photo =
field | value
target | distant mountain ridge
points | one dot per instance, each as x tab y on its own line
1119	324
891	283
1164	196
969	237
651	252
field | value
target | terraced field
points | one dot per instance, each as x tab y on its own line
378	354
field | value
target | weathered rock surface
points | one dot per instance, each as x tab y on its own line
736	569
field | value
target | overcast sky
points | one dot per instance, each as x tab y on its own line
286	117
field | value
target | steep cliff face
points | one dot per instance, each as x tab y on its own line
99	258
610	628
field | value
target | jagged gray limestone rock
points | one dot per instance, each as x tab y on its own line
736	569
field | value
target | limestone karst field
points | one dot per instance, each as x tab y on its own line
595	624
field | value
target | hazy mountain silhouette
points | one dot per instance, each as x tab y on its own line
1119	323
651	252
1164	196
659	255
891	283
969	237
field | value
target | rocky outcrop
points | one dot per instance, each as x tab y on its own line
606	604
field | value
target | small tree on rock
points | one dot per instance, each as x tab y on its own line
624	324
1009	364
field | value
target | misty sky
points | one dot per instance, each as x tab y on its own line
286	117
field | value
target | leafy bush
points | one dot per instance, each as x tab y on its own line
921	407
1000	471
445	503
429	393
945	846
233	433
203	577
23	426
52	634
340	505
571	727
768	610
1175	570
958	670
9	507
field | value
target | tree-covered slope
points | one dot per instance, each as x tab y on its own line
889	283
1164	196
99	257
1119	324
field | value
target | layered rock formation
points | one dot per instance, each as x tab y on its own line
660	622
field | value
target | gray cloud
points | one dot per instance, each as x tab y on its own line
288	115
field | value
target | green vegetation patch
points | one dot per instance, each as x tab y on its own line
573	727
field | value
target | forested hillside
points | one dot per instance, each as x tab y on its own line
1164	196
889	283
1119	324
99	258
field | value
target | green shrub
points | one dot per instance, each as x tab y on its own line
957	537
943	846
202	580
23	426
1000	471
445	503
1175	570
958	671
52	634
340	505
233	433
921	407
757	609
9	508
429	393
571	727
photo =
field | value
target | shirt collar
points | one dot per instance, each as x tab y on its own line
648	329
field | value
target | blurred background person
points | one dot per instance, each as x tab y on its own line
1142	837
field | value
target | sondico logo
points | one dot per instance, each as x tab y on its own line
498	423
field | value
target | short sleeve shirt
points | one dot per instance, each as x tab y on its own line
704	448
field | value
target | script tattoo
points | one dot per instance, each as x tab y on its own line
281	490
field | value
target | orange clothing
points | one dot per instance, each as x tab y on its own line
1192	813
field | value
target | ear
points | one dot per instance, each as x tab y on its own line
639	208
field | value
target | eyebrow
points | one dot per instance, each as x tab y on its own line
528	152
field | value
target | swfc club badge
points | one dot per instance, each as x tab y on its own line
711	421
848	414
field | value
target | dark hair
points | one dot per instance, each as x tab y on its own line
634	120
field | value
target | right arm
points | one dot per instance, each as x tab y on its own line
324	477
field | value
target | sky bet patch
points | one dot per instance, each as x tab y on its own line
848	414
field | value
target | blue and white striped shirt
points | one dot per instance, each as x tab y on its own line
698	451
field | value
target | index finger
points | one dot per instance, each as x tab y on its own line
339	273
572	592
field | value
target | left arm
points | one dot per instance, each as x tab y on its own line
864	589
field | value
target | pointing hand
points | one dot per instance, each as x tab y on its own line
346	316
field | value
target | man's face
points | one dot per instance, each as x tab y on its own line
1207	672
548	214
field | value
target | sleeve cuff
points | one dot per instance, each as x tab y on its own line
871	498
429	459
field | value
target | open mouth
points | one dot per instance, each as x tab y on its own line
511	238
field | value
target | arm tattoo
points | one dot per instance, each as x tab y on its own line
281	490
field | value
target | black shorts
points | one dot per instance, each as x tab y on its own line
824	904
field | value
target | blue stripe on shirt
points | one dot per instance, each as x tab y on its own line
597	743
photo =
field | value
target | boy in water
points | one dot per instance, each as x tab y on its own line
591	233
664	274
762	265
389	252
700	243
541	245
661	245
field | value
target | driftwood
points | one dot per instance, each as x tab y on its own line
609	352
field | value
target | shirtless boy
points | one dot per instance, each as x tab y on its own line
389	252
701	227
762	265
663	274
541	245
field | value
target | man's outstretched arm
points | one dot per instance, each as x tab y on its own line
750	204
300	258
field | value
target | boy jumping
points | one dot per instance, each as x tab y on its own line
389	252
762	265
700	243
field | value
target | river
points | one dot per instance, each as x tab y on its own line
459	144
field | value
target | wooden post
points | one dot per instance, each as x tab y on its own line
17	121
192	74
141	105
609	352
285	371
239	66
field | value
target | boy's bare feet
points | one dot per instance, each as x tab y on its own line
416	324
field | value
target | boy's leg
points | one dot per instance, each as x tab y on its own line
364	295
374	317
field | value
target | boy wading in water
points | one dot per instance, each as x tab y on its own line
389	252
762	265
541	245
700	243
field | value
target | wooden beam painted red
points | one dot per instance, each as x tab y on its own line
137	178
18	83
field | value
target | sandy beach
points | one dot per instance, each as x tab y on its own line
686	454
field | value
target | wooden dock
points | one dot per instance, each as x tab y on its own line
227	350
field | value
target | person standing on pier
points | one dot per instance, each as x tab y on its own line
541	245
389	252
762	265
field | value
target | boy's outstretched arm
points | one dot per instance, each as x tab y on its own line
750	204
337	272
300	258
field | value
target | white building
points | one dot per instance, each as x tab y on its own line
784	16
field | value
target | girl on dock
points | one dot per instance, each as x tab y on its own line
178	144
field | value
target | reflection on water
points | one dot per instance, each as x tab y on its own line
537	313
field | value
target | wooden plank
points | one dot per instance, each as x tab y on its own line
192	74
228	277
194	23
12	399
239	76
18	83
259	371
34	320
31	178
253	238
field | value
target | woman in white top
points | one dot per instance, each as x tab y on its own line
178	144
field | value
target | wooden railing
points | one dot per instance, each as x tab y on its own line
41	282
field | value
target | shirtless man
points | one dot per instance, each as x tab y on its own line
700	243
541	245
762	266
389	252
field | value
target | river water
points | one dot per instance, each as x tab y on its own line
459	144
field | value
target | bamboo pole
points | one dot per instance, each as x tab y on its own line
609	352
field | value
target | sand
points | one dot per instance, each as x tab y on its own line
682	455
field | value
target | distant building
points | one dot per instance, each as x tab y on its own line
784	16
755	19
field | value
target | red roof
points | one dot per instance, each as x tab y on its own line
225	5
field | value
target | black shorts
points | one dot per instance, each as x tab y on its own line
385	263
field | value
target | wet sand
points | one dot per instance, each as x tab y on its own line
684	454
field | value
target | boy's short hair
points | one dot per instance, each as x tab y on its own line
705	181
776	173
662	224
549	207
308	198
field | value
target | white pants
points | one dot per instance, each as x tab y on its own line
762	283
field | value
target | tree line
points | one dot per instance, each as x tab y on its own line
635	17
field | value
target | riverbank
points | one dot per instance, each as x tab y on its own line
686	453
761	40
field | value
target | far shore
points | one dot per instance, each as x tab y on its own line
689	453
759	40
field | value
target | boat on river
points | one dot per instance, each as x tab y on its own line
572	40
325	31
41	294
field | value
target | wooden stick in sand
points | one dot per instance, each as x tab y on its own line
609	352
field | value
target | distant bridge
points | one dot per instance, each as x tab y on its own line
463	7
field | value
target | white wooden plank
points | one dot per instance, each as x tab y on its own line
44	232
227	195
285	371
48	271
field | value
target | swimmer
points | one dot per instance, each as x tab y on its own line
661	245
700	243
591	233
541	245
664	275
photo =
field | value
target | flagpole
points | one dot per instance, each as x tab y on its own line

____________

TASK TO COMPLETE: Every line in the records above that contains the word "gray" is to be copied out.

SOLUTION TO THIS EXERCISE:
target | jagged gray limestone rock
target | gray cloud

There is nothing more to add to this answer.